--- PROVIDED MATERIAL ---

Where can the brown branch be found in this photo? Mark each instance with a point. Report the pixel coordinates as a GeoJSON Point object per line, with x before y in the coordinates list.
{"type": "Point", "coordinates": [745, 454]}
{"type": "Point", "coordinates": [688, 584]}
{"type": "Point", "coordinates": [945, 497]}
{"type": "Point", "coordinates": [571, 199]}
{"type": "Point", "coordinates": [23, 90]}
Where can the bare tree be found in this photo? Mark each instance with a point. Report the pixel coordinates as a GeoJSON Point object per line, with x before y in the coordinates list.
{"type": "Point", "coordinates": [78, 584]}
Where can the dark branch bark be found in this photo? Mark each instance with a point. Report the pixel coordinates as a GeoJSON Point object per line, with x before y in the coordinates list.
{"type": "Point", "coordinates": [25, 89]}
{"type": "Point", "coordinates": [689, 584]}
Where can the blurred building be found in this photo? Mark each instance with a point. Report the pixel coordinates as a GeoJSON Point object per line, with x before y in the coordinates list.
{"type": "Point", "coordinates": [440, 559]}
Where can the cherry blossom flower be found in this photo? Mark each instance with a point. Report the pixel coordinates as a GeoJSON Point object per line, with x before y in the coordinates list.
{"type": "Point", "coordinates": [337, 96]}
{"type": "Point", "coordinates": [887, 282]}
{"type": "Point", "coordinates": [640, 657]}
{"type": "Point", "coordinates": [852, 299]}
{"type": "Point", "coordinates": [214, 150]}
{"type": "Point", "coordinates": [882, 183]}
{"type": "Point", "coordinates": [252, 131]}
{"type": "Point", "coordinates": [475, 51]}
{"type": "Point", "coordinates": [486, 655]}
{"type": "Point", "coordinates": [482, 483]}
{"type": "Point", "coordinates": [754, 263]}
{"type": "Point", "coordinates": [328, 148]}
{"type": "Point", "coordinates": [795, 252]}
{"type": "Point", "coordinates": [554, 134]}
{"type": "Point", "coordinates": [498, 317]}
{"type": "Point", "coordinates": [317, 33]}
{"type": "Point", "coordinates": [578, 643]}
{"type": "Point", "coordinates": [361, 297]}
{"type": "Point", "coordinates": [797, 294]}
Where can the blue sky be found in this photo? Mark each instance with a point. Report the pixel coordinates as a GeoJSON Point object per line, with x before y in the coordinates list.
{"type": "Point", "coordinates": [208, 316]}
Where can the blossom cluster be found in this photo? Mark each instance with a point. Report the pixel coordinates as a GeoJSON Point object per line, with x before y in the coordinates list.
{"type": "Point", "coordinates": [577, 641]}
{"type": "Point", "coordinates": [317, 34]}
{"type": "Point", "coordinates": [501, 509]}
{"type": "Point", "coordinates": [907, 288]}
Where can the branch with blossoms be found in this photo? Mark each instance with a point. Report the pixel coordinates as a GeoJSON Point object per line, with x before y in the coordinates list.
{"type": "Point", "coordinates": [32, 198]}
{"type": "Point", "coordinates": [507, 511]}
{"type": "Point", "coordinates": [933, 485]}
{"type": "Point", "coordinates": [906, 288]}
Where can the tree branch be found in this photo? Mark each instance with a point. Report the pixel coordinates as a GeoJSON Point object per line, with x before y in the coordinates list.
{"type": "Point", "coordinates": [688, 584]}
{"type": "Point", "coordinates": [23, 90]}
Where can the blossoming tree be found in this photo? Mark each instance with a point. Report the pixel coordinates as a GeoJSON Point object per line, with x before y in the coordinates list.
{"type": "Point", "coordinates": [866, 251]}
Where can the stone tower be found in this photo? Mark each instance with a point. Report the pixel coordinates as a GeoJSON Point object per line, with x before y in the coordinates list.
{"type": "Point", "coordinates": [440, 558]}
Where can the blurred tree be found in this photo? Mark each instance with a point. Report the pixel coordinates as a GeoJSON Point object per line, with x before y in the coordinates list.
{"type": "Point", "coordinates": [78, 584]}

---

Copy the listing word for word, leaving nothing out.

RESULT OF THIS EXERCISE
Where can the brown branch be found in this photo? Mark each instance with a point. Report the pixel coordinates as a GeoJSON Point object per line, with x before y in the coordinates list.
{"type": "Point", "coordinates": [745, 454]}
{"type": "Point", "coordinates": [688, 584]}
{"type": "Point", "coordinates": [945, 497]}
{"type": "Point", "coordinates": [571, 199]}
{"type": "Point", "coordinates": [23, 90]}
Where can the bare tree be found in this photo? Mark each instance with a point. Report the pixel coordinates as a GeoJSON Point object per line, with x before y in the coordinates list.
{"type": "Point", "coordinates": [78, 584]}
Where can the dark branch bark be found in this photo? Mark each instance with a point. Report the pixel coordinates as a GeoJSON Point object per line, with x before y in the coordinates list.
{"type": "Point", "coordinates": [25, 89]}
{"type": "Point", "coordinates": [689, 584]}
Where can the blurred building be found in this photo? Mark each instance with a point. Report the pixel coordinates as a GeoJSON Point object per line, with x before y in the coordinates list.
{"type": "Point", "coordinates": [440, 559]}
Where can the cherry blossom flower be found in this photo? Mark each instance with a point. Report the pixel coordinates as a GeoJSON Point object per line, with x before y in the coordinates list.
{"type": "Point", "coordinates": [337, 96]}
{"type": "Point", "coordinates": [887, 282]}
{"type": "Point", "coordinates": [640, 657]}
{"type": "Point", "coordinates": [852, 299]}
{"type": "Point", "coordinates": [214, 150]}
{"type": "Point", "coordinates": [882, 183]}
{"type": "Point", "coordinates": [252, 131]}
{"type": "Point", "coordinates": [475, 51]}
{"type": "Point", "coordinates": [486, 655]}
{"type": "Point", "coordinates": [482, 483]}
{"type": "Point", "coordinates": [754, 263]}
{"type": "Point", "coordinates": [328, 148]}
{"type": "Point", "coordinates": [795, 252]}
{"type": "Point", "coordinates": [554, 134]}
{"type": "Point", "coordinates": [498, 317]}
{"type": "Point", "coordinates": [317, 33]}
{"type": "Point", "coordinates": [578, 643]}
{"type": "Point", "coordinates": [361, 297]}
{"type": "Point", "coordinates": [797, 294]}
Where can the blue sky be found in this photo? Mark each instance with a point. Report the pixel coordinates as a GeoJSON Point object per line, with x before y in the coordinates list.
{"type": "Point", "coordinates": [208, 316]}
Where can the blossom cluster be found in this photo? Mark each instance with a point. Report the pixel coordinates as a GeoJSON Point object per line, with x before y in the coordinates list.
{"type": "Point", "coordinates": [577, 641]}
{"type": "Point", "coordinates": [317, 34]}
{"type": "Point", "coordinates": [501, 509]}
{"type": "Point", "coordinates": [907, 288]}
Where can the branch with blossoms be found in this photo? Mark each instance with a point. Report the pixel coordinates as a GeoJSON Point object per line, with x before y in the coordinates list.
{"type": "Point", "coordinates": [32, 198]}
{"type": "Point", "coordinates": [507, 511]}
{"type": "Point", "coordinates": [933, 485]}
{"type": "Point", "coordinates": [906, 288]}
Where can the tree branch be found in this photo? Mark each instance with a point. Report the pixel coordinates as a GeoJSON Point object per line, with x before y in the coordinates list.
{"type": "Point", "coordinates": [688, 584]}
{"type": "Point", "coordinates": [23, 90]}
Where can the blossoming tree be found in this photo? Mark each instance with a point. Report the pixel coordinates as a GeoJSON Point object per line, with x before y in the coordinates list.
{"type": "Point", "coordinates": [866, 251]}
Where can the stone tower be found in this photo? Mark each instance with a point. Report the pixel coordinates as a GeoJSON Point object per line, with x before y in the coordinates list.
{"type": "Point", "coordinates": [440, 558]}
Where can the blurred tree be found in this photo? Mark each instance with a point. Report the pixel coordinates as a GeoJSON Point object per line, with x before y in the coordinates list.
{"type": "Point", "coordinates": [78, 584]}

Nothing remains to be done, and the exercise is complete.